## Data rows
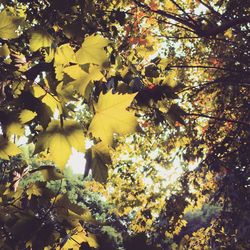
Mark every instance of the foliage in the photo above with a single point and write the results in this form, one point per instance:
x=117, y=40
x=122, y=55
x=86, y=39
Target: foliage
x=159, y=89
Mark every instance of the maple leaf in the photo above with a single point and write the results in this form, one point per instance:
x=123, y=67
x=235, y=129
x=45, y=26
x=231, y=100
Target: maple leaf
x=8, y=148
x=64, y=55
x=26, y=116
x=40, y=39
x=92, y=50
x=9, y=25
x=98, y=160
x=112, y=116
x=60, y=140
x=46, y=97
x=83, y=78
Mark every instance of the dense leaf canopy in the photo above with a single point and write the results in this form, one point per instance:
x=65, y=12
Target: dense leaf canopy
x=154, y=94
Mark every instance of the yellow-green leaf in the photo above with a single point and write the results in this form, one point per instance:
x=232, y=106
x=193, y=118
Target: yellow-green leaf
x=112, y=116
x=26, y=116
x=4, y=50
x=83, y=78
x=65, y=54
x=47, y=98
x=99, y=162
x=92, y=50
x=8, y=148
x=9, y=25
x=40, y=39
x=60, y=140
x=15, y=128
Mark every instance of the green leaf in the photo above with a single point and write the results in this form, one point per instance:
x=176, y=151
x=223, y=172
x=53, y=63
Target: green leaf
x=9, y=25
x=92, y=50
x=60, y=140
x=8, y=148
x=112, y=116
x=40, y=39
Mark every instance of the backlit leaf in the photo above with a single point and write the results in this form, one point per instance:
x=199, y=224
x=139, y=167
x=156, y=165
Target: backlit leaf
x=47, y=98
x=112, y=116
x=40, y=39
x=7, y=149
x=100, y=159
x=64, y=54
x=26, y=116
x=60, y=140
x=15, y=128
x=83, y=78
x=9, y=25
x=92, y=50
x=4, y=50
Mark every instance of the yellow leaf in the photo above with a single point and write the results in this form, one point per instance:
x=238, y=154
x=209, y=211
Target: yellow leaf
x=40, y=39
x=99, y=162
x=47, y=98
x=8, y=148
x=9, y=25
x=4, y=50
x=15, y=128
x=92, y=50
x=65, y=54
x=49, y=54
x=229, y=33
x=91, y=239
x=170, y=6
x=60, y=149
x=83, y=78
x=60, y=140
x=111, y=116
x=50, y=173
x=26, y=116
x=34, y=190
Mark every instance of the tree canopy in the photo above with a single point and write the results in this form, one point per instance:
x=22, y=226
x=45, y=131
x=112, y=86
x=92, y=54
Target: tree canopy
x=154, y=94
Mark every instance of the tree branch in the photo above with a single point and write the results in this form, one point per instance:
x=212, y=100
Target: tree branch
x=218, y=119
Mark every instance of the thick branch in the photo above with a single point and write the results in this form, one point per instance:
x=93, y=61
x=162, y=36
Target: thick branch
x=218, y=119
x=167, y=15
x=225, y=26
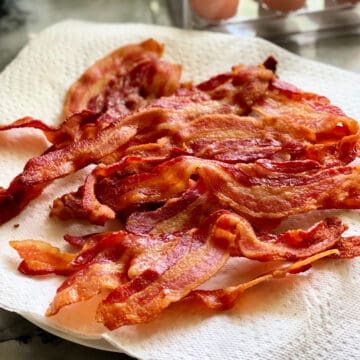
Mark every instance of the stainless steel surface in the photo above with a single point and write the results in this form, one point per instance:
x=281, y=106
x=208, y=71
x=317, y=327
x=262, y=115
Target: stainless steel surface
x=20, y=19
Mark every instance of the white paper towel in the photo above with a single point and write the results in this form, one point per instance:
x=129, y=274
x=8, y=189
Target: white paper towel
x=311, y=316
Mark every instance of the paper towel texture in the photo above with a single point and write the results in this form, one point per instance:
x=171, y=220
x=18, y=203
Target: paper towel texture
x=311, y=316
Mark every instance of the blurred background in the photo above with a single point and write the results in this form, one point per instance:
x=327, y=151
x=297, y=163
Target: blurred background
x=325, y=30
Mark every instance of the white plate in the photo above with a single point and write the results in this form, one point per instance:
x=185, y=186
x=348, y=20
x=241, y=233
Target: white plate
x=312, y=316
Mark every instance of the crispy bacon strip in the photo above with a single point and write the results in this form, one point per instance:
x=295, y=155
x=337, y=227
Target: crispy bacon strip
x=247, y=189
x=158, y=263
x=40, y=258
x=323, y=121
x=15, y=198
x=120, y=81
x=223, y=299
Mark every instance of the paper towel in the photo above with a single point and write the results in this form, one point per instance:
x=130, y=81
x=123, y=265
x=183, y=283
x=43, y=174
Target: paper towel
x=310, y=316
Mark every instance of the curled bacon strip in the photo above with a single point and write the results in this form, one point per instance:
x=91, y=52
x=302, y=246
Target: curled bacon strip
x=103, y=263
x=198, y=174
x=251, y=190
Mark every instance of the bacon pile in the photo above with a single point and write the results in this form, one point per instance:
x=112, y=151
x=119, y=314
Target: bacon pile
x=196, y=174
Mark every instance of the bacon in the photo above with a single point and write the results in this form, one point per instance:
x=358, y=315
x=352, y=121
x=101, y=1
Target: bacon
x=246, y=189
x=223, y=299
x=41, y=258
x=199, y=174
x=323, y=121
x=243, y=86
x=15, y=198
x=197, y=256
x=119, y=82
* * *
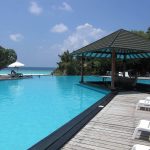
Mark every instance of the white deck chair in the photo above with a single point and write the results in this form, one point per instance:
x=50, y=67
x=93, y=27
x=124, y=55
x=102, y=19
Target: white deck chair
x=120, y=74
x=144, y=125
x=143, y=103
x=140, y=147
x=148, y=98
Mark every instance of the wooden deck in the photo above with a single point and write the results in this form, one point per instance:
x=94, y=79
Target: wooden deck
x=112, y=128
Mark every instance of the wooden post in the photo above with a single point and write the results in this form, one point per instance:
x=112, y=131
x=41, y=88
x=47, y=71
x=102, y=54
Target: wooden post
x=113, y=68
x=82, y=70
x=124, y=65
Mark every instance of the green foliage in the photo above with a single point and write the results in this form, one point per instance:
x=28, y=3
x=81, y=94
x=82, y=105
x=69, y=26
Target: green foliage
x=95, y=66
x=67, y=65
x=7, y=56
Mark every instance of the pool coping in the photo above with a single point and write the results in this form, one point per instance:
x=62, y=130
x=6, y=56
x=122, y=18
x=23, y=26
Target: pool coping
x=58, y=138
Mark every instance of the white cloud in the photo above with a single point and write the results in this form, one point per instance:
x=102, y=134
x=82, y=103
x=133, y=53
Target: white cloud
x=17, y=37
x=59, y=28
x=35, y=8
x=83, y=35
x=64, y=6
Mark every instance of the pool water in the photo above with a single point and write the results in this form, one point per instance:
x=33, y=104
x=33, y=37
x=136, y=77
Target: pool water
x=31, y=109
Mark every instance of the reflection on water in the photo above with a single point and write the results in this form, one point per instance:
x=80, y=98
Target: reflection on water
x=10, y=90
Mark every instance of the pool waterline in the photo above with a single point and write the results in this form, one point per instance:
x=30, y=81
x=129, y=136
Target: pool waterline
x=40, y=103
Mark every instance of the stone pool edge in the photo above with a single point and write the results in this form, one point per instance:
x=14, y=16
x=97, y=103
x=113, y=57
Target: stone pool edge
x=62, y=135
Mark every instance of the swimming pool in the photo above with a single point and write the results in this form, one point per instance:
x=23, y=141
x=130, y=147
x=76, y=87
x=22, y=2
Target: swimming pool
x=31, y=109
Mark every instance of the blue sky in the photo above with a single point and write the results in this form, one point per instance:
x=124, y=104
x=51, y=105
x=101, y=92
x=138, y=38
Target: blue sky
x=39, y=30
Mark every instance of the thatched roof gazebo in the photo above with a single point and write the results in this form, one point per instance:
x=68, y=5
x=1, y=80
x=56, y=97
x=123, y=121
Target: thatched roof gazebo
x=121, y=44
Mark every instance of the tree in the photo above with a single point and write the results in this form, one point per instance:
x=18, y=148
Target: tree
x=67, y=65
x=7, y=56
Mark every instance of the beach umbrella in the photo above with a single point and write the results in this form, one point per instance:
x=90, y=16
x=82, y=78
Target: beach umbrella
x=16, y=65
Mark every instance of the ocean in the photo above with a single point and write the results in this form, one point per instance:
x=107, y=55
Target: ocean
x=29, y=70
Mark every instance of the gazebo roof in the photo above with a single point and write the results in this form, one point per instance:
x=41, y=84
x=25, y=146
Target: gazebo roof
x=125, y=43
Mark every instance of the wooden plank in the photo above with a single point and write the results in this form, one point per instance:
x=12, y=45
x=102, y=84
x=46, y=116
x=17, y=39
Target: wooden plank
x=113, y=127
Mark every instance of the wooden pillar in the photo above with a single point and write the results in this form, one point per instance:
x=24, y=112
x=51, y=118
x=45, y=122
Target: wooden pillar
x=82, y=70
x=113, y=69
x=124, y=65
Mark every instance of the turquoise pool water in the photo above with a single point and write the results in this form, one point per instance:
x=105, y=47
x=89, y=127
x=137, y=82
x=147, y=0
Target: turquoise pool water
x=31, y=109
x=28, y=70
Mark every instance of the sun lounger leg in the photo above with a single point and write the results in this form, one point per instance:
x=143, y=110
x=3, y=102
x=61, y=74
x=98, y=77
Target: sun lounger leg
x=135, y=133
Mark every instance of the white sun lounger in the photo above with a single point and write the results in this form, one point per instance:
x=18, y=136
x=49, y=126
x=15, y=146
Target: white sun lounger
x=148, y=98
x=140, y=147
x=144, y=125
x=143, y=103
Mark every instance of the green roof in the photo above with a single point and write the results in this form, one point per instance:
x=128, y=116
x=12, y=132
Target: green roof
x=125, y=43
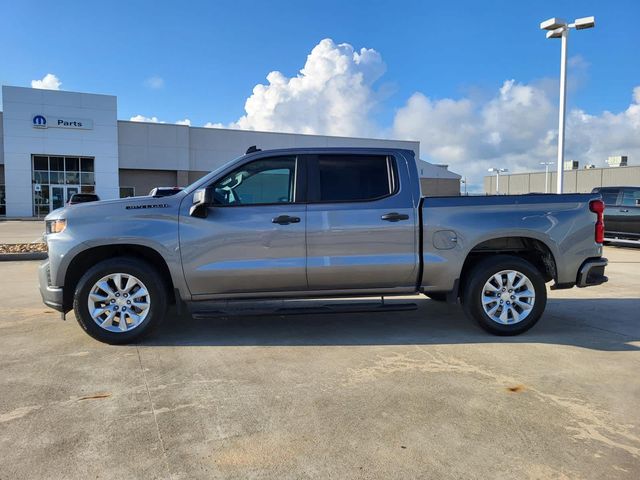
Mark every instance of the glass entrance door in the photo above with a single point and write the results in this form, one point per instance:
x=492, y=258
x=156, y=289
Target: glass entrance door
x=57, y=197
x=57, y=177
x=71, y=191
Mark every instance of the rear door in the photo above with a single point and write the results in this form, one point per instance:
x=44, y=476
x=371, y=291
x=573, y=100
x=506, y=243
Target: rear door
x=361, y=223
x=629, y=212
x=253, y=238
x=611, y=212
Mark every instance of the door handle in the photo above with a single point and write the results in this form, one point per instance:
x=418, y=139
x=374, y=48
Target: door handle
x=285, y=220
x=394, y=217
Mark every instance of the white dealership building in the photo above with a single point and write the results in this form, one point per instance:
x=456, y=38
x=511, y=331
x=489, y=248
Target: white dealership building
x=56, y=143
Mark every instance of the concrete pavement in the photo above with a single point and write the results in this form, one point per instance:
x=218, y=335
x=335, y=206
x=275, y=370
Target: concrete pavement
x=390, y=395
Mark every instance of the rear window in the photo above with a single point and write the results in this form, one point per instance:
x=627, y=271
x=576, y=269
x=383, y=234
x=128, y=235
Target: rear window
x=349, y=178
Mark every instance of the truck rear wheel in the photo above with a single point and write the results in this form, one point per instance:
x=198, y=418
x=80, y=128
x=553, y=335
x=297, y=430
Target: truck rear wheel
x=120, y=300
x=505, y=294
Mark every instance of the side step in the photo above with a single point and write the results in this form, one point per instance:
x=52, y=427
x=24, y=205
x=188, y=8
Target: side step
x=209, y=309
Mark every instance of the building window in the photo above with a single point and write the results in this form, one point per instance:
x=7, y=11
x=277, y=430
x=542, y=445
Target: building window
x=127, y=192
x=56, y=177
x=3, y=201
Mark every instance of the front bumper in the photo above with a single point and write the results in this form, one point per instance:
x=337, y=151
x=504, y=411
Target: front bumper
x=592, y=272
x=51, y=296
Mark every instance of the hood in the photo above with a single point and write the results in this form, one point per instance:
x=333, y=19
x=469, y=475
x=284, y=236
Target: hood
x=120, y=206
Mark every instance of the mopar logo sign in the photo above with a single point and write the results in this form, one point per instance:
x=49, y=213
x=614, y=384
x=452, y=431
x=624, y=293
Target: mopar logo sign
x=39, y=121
--
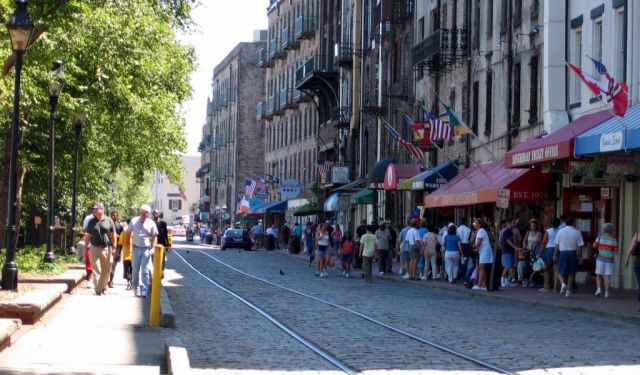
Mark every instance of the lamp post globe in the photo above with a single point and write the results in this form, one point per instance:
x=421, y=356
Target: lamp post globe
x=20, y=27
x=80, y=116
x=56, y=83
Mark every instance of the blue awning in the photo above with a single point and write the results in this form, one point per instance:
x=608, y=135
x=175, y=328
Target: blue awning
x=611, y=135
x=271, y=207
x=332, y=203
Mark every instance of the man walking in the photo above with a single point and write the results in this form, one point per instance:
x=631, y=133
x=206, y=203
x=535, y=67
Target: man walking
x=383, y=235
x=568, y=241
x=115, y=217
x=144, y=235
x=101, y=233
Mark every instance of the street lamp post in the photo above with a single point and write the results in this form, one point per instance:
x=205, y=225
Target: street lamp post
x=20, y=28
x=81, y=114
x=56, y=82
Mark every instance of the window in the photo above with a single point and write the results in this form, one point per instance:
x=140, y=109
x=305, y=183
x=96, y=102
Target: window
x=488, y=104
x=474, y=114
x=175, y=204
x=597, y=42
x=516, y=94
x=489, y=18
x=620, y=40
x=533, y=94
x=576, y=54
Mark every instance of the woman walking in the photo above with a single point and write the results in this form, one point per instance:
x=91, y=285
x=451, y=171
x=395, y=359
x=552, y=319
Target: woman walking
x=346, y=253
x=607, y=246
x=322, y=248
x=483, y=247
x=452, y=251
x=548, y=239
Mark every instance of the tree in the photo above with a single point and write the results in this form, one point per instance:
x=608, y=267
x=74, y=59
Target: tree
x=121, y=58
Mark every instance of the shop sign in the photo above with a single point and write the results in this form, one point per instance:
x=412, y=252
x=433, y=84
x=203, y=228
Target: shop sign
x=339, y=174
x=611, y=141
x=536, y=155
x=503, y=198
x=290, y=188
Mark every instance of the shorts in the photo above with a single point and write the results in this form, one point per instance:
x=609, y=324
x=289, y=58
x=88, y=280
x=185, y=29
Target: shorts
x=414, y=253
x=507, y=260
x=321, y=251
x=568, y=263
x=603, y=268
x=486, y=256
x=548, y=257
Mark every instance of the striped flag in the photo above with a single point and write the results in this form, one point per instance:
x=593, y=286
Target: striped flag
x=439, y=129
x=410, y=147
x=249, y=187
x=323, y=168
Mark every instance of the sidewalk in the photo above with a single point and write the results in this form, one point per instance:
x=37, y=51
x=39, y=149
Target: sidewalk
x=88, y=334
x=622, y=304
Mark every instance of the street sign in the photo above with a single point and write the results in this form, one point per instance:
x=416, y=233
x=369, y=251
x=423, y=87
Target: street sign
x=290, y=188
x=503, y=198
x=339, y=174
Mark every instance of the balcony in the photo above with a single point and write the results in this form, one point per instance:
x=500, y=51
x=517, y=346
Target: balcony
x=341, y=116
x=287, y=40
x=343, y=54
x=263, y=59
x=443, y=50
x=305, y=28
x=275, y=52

## Work instructions
Output the data as a Markdown table with the columns Number and Line. Start at the line that contains "Mark every instance of the wooden pillar" and end at the line that contains "x=135, y=133", include both of those lines, number each row, and skip any blank lines.

## Answer to the problem
| Number | Line |
|---|---|
| 1 | Mark every instance of the wooden pillar in the photo above with a single point and write the results in this form, one point per instance: |
| 2 | x=24, y=112 |
| 3 | x=51, y=118 |
| 4 | x=45, y=122 |
| 5 | Target: wooden pillar |
| 6 | x=82, y=70 |
| 7 | x=113, y=69 |
| 8 | x=124, y=65 |
| 9 | Mark every instance of the turquoise pool water in the photo above with a single point and write the results in this form, one point per instance: |
| 10 | x=105, y=47 |
| 11 | x=89, y=127 |
| 12 | x=137, y=82 |
| 13 | x=147, y=0 |
| 14 | Target: turquoise pool water |
| 15 | x=31, y=109 |
| 16 | x=28, y=70 |
| 17 | Mark every instance of the sun lounger leg in the photo above with a single point and write the results in this form, one point per instance: |
| 18 | x=143, y=110 |
| 19 | x=3, y=102 |
| 20 | x=61, y=74 |
| 21 | x=98, y=77 |
| 22 | Target: sun lounger leg |
| 23 | x=135, y=133 |